━━ Records supplied
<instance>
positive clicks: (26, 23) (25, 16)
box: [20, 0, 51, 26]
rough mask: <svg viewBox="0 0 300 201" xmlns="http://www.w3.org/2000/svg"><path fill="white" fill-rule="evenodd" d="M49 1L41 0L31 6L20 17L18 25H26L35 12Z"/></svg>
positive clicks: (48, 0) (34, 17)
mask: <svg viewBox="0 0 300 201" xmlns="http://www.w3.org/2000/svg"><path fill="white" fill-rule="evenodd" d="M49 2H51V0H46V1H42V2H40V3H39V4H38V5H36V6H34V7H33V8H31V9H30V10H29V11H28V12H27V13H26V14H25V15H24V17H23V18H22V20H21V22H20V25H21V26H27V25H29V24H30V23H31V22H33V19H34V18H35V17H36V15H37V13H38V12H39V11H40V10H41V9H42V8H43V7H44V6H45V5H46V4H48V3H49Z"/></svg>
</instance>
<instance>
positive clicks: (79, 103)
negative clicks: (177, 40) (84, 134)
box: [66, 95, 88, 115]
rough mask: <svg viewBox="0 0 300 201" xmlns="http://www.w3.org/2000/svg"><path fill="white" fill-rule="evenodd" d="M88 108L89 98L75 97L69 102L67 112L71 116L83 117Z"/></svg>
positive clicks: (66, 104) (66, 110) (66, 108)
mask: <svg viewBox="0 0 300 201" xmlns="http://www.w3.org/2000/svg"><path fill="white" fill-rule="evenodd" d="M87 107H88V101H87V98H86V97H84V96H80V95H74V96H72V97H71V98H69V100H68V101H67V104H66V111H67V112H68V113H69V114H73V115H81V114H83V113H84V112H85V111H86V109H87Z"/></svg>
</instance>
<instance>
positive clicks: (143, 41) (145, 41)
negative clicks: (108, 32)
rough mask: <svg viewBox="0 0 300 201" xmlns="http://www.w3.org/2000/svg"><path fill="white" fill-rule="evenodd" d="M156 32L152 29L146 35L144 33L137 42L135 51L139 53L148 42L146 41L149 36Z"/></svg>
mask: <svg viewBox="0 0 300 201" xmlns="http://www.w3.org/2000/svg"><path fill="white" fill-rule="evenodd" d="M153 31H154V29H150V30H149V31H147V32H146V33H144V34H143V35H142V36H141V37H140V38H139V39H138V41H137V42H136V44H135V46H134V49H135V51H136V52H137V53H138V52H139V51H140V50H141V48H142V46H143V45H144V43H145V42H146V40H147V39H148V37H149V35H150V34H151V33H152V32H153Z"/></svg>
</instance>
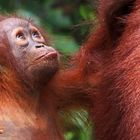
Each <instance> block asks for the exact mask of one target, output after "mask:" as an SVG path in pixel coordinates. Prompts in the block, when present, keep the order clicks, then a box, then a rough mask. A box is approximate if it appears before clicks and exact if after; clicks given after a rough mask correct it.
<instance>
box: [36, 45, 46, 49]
mask: <svg viewBox="0 0 140 140" xmlns="http://www.w3.org/2000/svg"><path fill="white" fill-rule="evenodd" d="M35 47H36V48H42V47H44V45H37V46H35Z"/></svg>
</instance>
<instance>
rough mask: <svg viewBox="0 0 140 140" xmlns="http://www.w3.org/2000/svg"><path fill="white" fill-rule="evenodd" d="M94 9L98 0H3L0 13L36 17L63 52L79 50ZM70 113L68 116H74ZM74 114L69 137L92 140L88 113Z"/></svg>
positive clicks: (56, 47) (82, 112) (94, 18)
mask: <svg viewBox="0 0 140 140" xmlns="http://www.w3.org/2000/svg"><path fill="white" fill-rule="evenodd" d="M95 9H96V1H95V0H0V12H1V14H9V13H14V14H16V15H20V16H22V17H26V18H31V19H33V20H34V21H35V23H37V24H39V25H41V26H43V27H44V28H45V30H46V31H47V32H48V34H50V36H51V38H52V43H53V45H54V47H56V48H57V49H58V50H59V51H60V52H61V53H62V54H64V56H67V55H68V56H69V55H71V54H73V53H74V52H76V51H77V50H78V49H79V47H80V46H81V44H82V43H83V42H84V40H85V39H86V37H87V34H88V32H89V31H90V28H91V27H92V25H93V22H94V21H95V19H96V12H95V11H96V10H95ZM65 58H66V57H65ZM77 114H80V118H79V115H77ZM64 116H65V115H64ZM68 116H69V115H67V116H65V120H71V119H67V118H68ZM72 116H74V117H72V118H76V121H70V122H68V121H66V122H65V125H66V130H67V131H66V134H65V137H66V140H90V137H91V127H90V125H87V124H86V125H85V123H83V122H85V121H83V120H82V119H83V118H84V117H85V116H86V117H88V114H87V113H86V112H85V111H82V112H81V111H78V112H73V115H72ZM83 116H84V117H83ZM81 118H82V119H81Z"/></svg>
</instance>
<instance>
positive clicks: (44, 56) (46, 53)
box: [35, 51, 58, 61]
mask: <svg viewBox="0 0 140 140" xmlns="http://www.w3.org/2000/svg"><path fill="white" fill-rule="evenodd" d="M57 57H58V53H57V52H55V51H53V52H48V53H45V54H43V55H41V56H39V57H37V58H36V59H35V61H38V60H42V59H43V60H45V59H46V60H47V59H57Z"/></svg>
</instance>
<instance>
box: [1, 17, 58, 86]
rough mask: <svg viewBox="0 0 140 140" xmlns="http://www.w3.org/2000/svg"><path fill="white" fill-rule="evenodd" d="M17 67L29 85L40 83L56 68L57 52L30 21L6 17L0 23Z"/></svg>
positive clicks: (44, 79) (54, 71)
mask: <svg viewBox="0 0 140 140" xmlns="http://www.w3.org/2000/svg"><path fill="white" fill-rule="evenodd" d="M0 26H2V27H3V28H2V29H1V30H2V32H4V33H5V34H6V36H7V39H8V41H9V46H10V49H11V52H12V55H13V57H14V59H15V60H16V62H17V64H18V67H19V68H20V70H21V71H22V72H23V73H24V74H25V77H27V81H28V82H29V83H31V85H35V86H37V85H41V84H43V83H44V82H45V81H47V80H48V79H49V78H50V77H51V76H52V75H53V74H54V73H55V72H56V71H57V70H58V53H57V51H56V50H55V49H54V48H52V47H50V46H48V45H47V44H48V43H47V42H46V41H45V38H44V37H43V36H42V34H41V32H40V31H39V29H38V28H37V27H35V26H34V25H32V23H31V22H30V21H27V20H23V19H20V18H8V19H6V20H4V21H2V22H1V23H0Z"/></svg>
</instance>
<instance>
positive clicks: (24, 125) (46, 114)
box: [0, 16, 63, 140]
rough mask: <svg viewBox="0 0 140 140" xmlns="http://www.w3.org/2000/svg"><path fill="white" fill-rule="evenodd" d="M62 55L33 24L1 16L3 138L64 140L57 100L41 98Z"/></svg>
mask: <svg viewBox="0 0 140 140" xmlns="http://www.w3.org/2000/svg"><path fill="white" fill-rule="evenodd" d="M57 70H58V53H57V51H56V50H55V49H54V48H52V47H50V46H49V42H48V38H47V37H46V34H44V33H43V32H42V30H41V29H40V28H38V27H37V26H36V25H35V24H34V23H33V22H32V21H29V20H25V19H21V18H18V17H14V16H12V17H0V139H1V140H60V139H61V140H62V139H63V137H62V135H61V134H60V128H58V123H57V120H58V115H57V108H56V106H55V105H56V102H57V101H56V99H55V98H53V96H51V95H50V94H49V95H48V96H49V97H48V98H47V99H46V100H45V101H46V102H45V107H44V102H43V100H42V98H41V96H42V95H41V93H42V92H43V89H44V86H45V85H46V83H47V82H48V81H49V79H50V78H51V77H52V76H53V75H54V74H55V73H56V71H57Z"/></svg>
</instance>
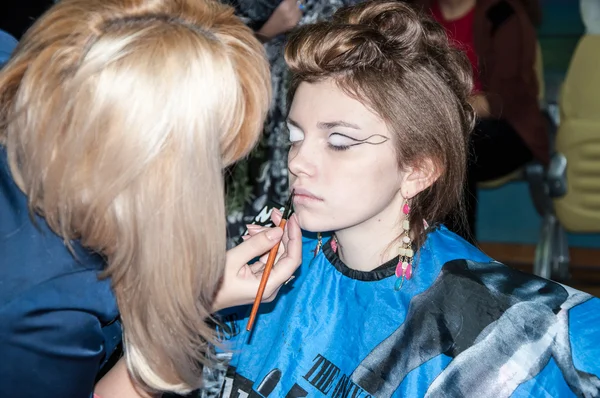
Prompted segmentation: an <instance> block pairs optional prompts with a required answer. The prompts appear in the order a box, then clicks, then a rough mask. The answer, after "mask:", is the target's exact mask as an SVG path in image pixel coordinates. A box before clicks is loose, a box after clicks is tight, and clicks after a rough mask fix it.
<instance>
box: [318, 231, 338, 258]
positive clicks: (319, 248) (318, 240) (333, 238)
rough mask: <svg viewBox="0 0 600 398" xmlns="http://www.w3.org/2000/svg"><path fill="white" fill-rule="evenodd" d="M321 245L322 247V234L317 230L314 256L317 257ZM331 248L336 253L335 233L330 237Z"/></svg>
mask: <svg viewBox="0 0 600 398" xmlns="http://www.w3.org/2000/svg"><path fill="white" fill-rule="evenodd" d="M321 247H323V236H322V235H321V233H320V232H317V247H315V257H317V255H318V254H319V252H320V251H321ZM331 250H333V252H334V253H337V238H336V237H335V235H333V237H332V238H331Z"/></svg>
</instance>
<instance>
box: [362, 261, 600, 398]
mask: <svg viewBox="0 0 600 398" xmlns="http://www.w3.org/2000/svg"><path fill="white" fill-rule="evenodd" d="M591 298H592V296H590V295H588V294H586V293H582V292H579V291H576V290H574V289H571V288H568V287H565V286H563V285H560V284H558V283H555V282H552V281H548V280H545V279H542V278H538V277H535V276H532V275H527V274H524V273H521V272H519V271H516V270H513V269H511V268H508V267H505V266H504V265H502V264H500V263H492V264H481V263H476V262H471V261H465V260H456V261H451V262H449V263H446V264H445V265H444V267H443V268H442V272H441V274H440V275H439V277H438V278H437V279H436V281H435V282H434V283H433V285H432V286H431V287H430V288H429V289H428V290H427V291H425V292H423V293H422V294H420V295H417V296H415V297H414V298H413V299H412V300H411V303H410V306H409V310H408V314H407V316H406V321H405V322H404V323H403V324H402V326H401V327H400V328H398V329H397V330H396V331H395V332H394V333H393V334H392V335H390V336H389V337H388V338H387V339H385V340H384V341H382V342H381V343H380V344H379V346H377V347H376V348H375V349H374V350H373V351H372V352H371V353H370V354H369V355H368V356H367V358H365V359H364V360H363V361H362V362H361V363H360V365H359V366H358V367H357V368H356V370H355V371H354V372H353V373H352V380H353V381H354V382H355V383H356V384H358V385H360V386H362V387H363V388H364V389H365V390H367V391H368V392H369V393H370V394H372V395H373V396H374V397H391V396H392V394H393V393H394V391H395V390H396V389H397V388H398V386H399V385H400V383H401V382H402V380H404V378H405V377H406V375H407V374H408V373H409V372H410V371H411V370H413V369H415V368H417V367H419V366H421V365H422V364H424V363H425V362H426V361H428V360H429V359H431V358H433V357H435V356H437V355H440V354H445V355H447V356H450V357H452V358H453V360H452V361H451V362H450V363H449V364H448V366H447V367H446V369H444V370H443V371H442V373H441V374H440V375H438V377H437V378H436V379H435V380H434V382H433V383H432V384H431V385H430V386H429V389H428V391H427V394H426V396H428V397H437V396H440V397H445V396H453V397H460V396H462V397H467V396H468V397H484V396H487V397H498V398H499V397H509V396H510V395H511V394H512V393H513V392H514V391H515V390H516V388H517V387H518V386H519V385H520V384H522V383H524V382H526V381H527V380H530V379H531V378H533V377H535V376H536V375H537V374H538V373H539V372H540V371H541V370H542V369H543V368H544V367H545V366H546V365H547V363H548V362H549V360H550V358H553V359H554V361H555V362H556V364H557V365H558V367H559V368H560V370H561V372H562V374H563V377H564V378H565V381H566V382H567V384H568V385H569V387H570V388H571V390H572V391H573V392H574V393H575V394H576V395H578V396H581V397H597V396H600V394H599V389H600V380H599V379H598V377H596V376H594V375H591V374H588V373H585V372H581V371H579V370H577V369H576V368H575V366H574V365H573V357H572V354H571V342H570V340H569V315H568V312H569V310H570V309H571V308H573V307H575V306H576V305H579V304H581V303H583V302H585V301H587V300H589V299H591ZM478 309H479V311H478ZM481 309H483V311H482V310H481Z"/></svg>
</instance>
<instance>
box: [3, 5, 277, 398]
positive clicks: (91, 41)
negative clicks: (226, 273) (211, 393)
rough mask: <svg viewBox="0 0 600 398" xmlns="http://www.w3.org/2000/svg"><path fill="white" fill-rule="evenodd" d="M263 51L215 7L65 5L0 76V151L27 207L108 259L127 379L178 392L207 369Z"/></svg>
mask: <svg viewBox="0 0 600 398" xmlns="http://www.w3.org/2000/svg"><path fill="white" fill-rule="evenodd" d="M270 95H271V92H270V77H269V69H268V63H267V61H266V59H265V56H264V54H263V48H262V46H261V45H260V43H259V42H258V41H257V40H256V39H255V38H254V36H253V34H252V32H251V31H250V30H249V29H248V28H247V27H245V26H244V25H243V23H242V22H241V21H240V20H238V19H237V18H236V17H235V16H234V15H233V10H232V9H231V8H230V7H227V6H224V5H221V4H219V3H217V2H216V1H209V0H63V1H61V2H60V3H58V4H57V5H55V6H54V7H53V8H51V9H50V10H49V11H48V12H47V13H46V14H45V15H44V16H43V17H42V18H41V19H40V20H39V21H38V22H37V23H36V24H35V25H34V26H33V27H32V28H31V29H30V30H29V32H28V33H27V34H26V35H25V36H24V38H23V40H22V41H21V43H20V44H19V46H18V48H17V50H16V53H15V54H14V56H13V57H12V59H11V60H10V62H9V63H8V64H7V65H6V66H5V68H4V69H3V71H2V73H1V74H0V123H1V124H2V131H1V132H0V142H1V143H2V144H4V145H5V146H6V148H7V153H8V157H9V162H10V166H11V171H12V173H13V176H14V178H15V181H16V182H17V184H18V185H19V186H20V188H21V189H22V190H23V191H24V192H25V194H26V195H27V196H28V199H29V205H30V208H31V210H32V211H36V212H38V213H39V214H41V215H42V216H44V217H45V219H46V221H47V222H48V224H49V225H50V226H51V228H52V229H53V230H54V231H55V232H56V233H57V234H59V235H60V236H61V237H62V238H63V239H64V240H65V243H67V244H68V242H69V240H71V239H80V240H81V242H82V244H83V245H85V246H86V247H89V248H92V249H94V250H96V251H98V252H99V253H102V254H103V255H104V256H105V257H106V260H107V268H106V276H109V277H111V278H112V284H113V289H114V292H115V295H116V297H117V301H118V305H119V310H120V313H121V317H122V322H123V327H124V341H125V349H126V357H127V362H128V366H129V370H130V372H131V374H132V375H133V376H134V377H135V378H136V379H137V380H138V381H139V382H140V383H142V385H143V386H144V387H145V388H146V389H149V390H157V391H174V392H179V393H184V392H186V391H189V390H191V389H194V388H197V387H198V386H200V384H201V370H202V366H204V365H210V363H211V361H210V356H209V355H208V354H207V353H208V346H209V344H211V343H212V342H214V336H213V331H212V330H211V328H210V327H209V326H207V324H206V319H207V318H208V317H209V316H210V312H211V306H212V302H213V300H214V296H215V294H216V292H217V289H218V288H219V285H220V282H221V279H222V275H223V270H224V265H225V253H226V251H225V239H226V232H225V210H224V199H223V189H224V188H223V181H222V169H223V167H224V166H226V165H228V164H230V163H232V162H234V161H235V160H237V159H239V158H240V157H241V156H244V155H245V154H247V153H248V152H249V150H250V149H251V148H252V147H253V145H254V144H255V142H256V141H257V139H258V136H259V132H260V131H261V129H262V123H263V121H264V117H265V115H266V111H267V108H268V103H269V100H270Z"/></svg>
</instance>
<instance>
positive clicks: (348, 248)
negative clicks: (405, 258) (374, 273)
mask: <svg viewBox="0 0 600 398" xmlns="http://www.w3.org/2000/svg"><path fill="white" fill-rule="evenodd" d="M394 202H396V201H394ZM401 208H402V202H401V201H400V202H399V203H394V204H393V205H391V206H389V207H388V209H386V210H384V211H383V212H382V213H380V214H379V215H377V216H375V217H373V218H371V219H370V220H367V221H365V222H363V223H361V224H359V225H356V226H353V227H350V228H346V229H343V230H339V231H336V232H335V237H336V239H337V241H338V251H337V254H338V256H339V257H340V259H341V260H342V261H343V262H344V264H346V266H348V267H349V268H351V269H355V270H358V271H372V270H374V269H375V268H377V267H379V266H380V265H381V264H383V263H385V262H387V261H389V260H391V259H392V258H394V257H396V256H397V255H398V248H399V245H400V240H399V237H400V235H401V233H402V231H403V230H402V227H401V225H402V222H401V220H402V219H403V218H404V215H402V214H401Z"/></svg>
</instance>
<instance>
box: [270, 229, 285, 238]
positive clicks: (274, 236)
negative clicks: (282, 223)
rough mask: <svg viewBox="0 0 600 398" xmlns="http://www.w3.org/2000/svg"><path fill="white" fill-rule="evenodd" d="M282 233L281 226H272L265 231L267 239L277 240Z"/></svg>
mask: <svg viewBox="0 0 600 398" xmlns="http://www.w3.org/2000/svg"><path fill="white" fill-rule="evenodd" d="M282 235H283V230H282V229H281V228H273V229H272V230H270V231H269V232H267V238H268V239H269V240H278V239H279V238H281V236H282Z"/></svg>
━━━━
The reply must consist solely of the lines from the one containing "233L281 226H272L265 231L267" through the last line of the data, reproduced exactly.

rough mask: <svg viewBox="0 0 600 398" xmlns="http://www.w3.org/2000/svg"><path fill="white" fill-rule="evenodd" d="M282 233L281 226H272L265 231L267 239L277 240Z"/></svg>
mask: <svg viewBox="0 0 600 398" xmlns="http://www.w3.org/2000/svg"><path fill="white" fill-rule="evenodd" d="M282 235H283V230H282V229H281V228H273V229H272V230H270V231H269V232H267V238H268V239H269V240H278V239H279V238H281V236H282Z"/></svg>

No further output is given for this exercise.